AG_NEWS文本分类任务

1. 数据集准备及预处理

1.1 本实验使用的数据集为AG_NEWS

AG_NEWS:新闻语料库,包含4个大类新闻:World、Sports、Business、Sci/Tec。AG_NEWS共包含120000条训练样本集(train.csv), 7600测试样本数据集(test.csv)。每个类别分别拥有 30000 个训练样本及 1900 个测试样本。

数据集文件内容如下:

类别序号是1、2、3、4对应着World、Sports、Business、Sci/Tec

1.2 对训练集构建词汇表:

这过程很简单,对每个词进行统计,并对应一个索引即可,使用了torchtext

提供的get_tokenizer,build_vocab_from_iterator两个功能,一个是分词,一个是构建词汇表,具体实现在bulvocab函数里

1.3 分析训练集文本句长情况:

最长207,最短12,平均长43.280075,众长40

训练集文本句长频数分布图

1.4 本实验对batch的构建,采取的句长方式分别为,TextCNN使用均长44,RNN类模型使用batch内局部均长

batch内局部均长:具体就是在使用DataLoader构建batch时,就对每个batch内的句长进行平均,如果短就用<PAD>进行填充,<PAD>对应词汇表的‘0’,具体在dateset2loader函数里

def dateset2loader(config, vocab, traindata, testdata):
    tokenizer = get_tokenizer('basic_english')  # 基本的英文分词器,tokenizer会把句子进行分割,类似jieba
    # Step3 构建数据加载器 dataloader
    ##########################################################################

    print("Step3: DateSet -> Dataloader")
    ##########################################################################
    # text_pipeline将一个文本字符串转换为整数List, List中每项对应词汇表voca中的单词的索引号
    text_pipeline = lambda x: vocab(tokenizer(x))

    # label_pipeline将label转换为整数
    label_pipeline = lambda x: int(x) - 1

    # 加载数据集合,转换为张量
    def collate_batch(batch):
        """
        (3, "Wall") -> (2, "467")
        :param batch:
        :return:
        """
        label_list, text_list = [], []
        for (_label, _text) in batch:
            label_list.append(label_pipeline(_label))
            processed_text = torch.tensor(text_pipeline(_text), dtype=torch.int64)
            text_list.append(processed_text)
        # 指定句子长度统一的标准
        if config.seq_mode == "min":
            seq_len = min(len(item) for item in text_list)
        elif config.seq_mode == "max":
            seq_len = max(len(item) for item in text_list)
        elif config.seq_mode == "avg":
            seq_len = sum(len(item) for item in text_list) / len(text_list)
        elif isinstance(config.seq_mode, int):
            seq_len = config.seq_mode
        else:
            seq_len = min(len(item) for item in text_list)
        seq_len = int(seq_len)
        # 每一个batch里统一长度
        batch_seq = torch.stack(tensor_padding(text_list, seq_len))

————————

- **任务目标**
a) 请修改AG_NEWS文本分类一文中的一段:从"# 加载数据集合,转换为张量"开始,到"label_list.append(label_pipeline(_label))"结束,照原样重写,只把其中的"label_list"改为"labels"。
b) 把记录中含有字符串"instance"的每一行都列出来,区分大小写。
上面的文本和后面的记录出自不同来源。

- **记录信息**
————————

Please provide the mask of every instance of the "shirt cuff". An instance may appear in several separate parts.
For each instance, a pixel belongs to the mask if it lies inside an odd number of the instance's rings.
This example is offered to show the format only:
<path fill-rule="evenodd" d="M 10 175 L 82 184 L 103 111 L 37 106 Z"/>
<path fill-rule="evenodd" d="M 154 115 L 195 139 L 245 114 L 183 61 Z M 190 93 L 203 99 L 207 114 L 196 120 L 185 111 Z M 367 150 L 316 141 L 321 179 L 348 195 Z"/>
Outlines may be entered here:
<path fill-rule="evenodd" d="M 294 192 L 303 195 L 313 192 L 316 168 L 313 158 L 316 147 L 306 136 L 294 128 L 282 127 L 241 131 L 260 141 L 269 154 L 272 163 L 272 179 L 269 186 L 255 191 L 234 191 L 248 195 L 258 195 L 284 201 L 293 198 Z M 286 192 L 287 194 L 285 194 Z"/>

————————

- **练习答案**
a)
# 加载数据集合,转换为张量
    def collate_batch(batch):
        """
        (3, "Wall") -> (2, "467")
        :param batch:
        :return:
        """
        labels, text_list = [], []
        for (_label, _text) in batch:
            labels.append(label_pipeline(_label))

b)
Please provide the mask of every instance of the "shirt cuff". An instance may appear in several separate parts.
For each instance, a pixel belongs to the mask if it lies inside an odd number of the instance's rings.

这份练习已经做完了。